WHAT IS NEEDED => Which lines in the entries below contain the word "pairs"? Pull out each of those lines in full.

Entries for locating named things:
★ ★ ★ ★

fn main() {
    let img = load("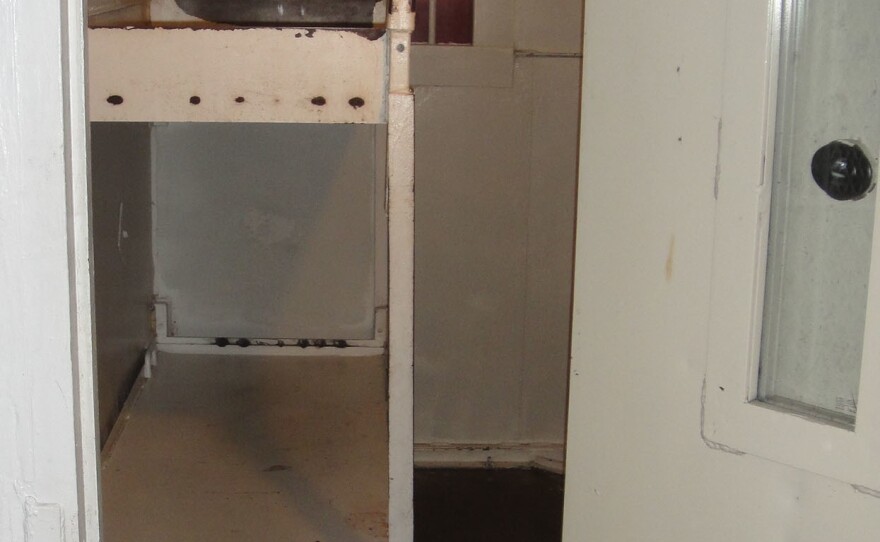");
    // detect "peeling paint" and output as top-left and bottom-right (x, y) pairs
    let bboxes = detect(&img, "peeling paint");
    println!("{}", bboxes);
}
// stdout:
(852, 484), (880, 499)
(700, 376), (746, 455)
(713, 117), (722, 200)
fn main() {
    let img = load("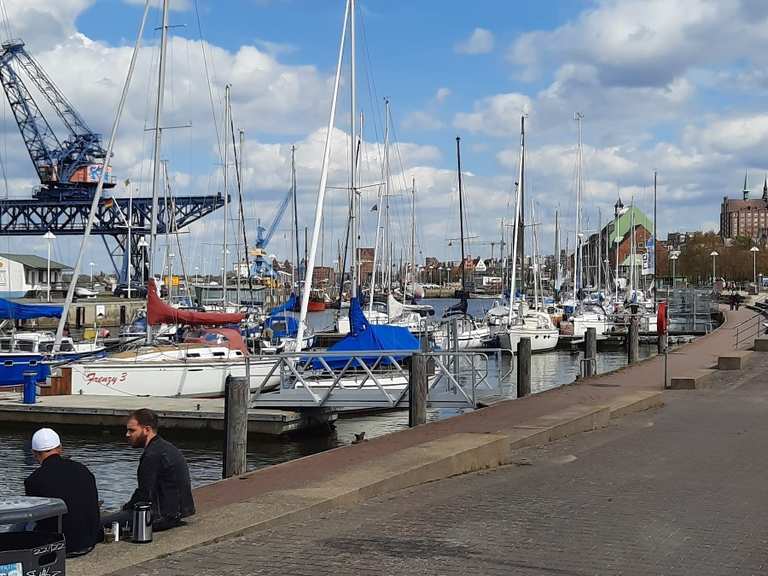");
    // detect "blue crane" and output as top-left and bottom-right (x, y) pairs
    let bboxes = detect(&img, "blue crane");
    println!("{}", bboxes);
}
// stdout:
(0, 39), (224, 281)
(251, 188), (294, 277)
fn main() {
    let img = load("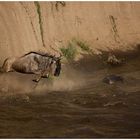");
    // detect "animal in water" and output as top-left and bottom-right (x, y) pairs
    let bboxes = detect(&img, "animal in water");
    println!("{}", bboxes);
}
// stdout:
(103, 74), (124, 85)
(1, 52), (61, 82)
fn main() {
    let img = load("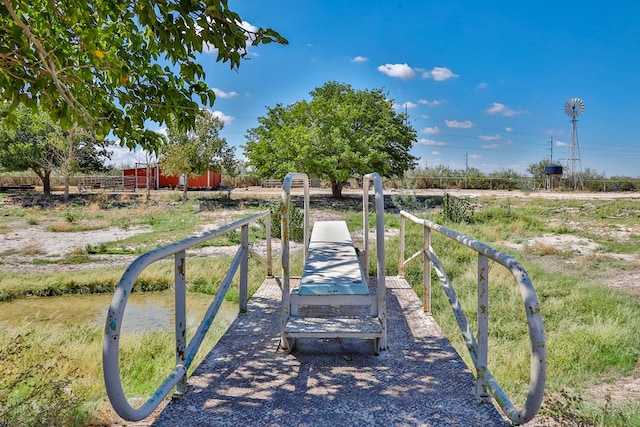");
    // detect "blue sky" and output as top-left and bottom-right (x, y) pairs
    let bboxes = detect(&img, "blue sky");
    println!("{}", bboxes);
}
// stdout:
(113, 0), (640, 176)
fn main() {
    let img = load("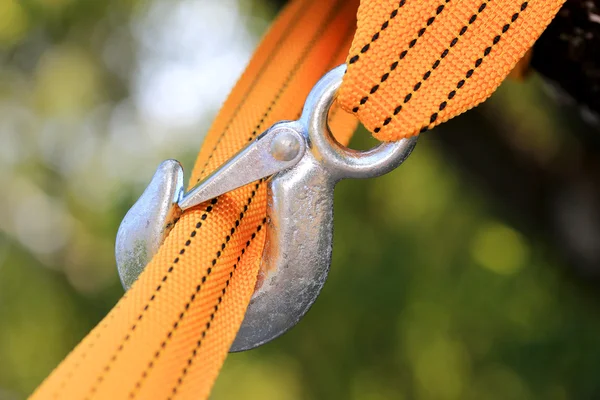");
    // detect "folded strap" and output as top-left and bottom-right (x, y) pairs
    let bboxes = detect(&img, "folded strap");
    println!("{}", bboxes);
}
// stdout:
(32, 0), (562, 400)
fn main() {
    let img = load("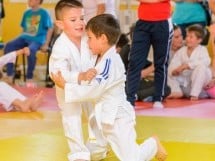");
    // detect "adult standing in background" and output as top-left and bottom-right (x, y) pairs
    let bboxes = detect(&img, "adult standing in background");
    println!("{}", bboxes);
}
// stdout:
(126, 0), (173, 108)
(81, 0), (116, 22)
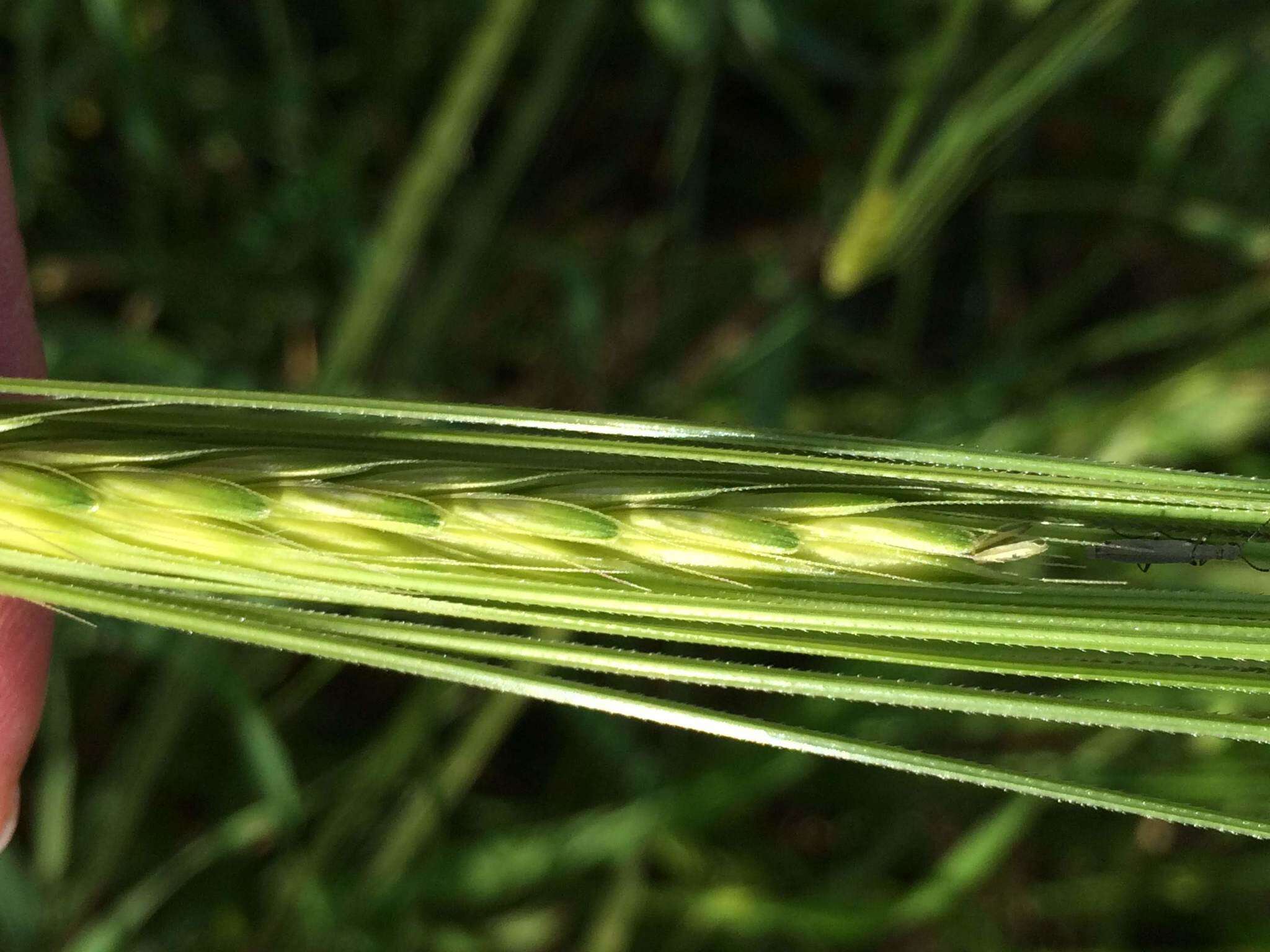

★ ★ ★ ★

TASK ANSWER =>
    // detect "peeling paint" and output as top-left and bottom-right (x, y) pairs
    // detect "blue crane" and output as top-left and bottom-right (x, y) pairs
    // detect "animal in water" and output as top-left and bottom-right (x, y) pairs
    // detect "blue sky" and output as top-left and bottom-right (x, y) pairs
    // detect "folded strap" and output as top-left and bottom-right (x, y) pairs
    // detect "adult standing in background" and output as top-left and bottom-right (x, y) pairs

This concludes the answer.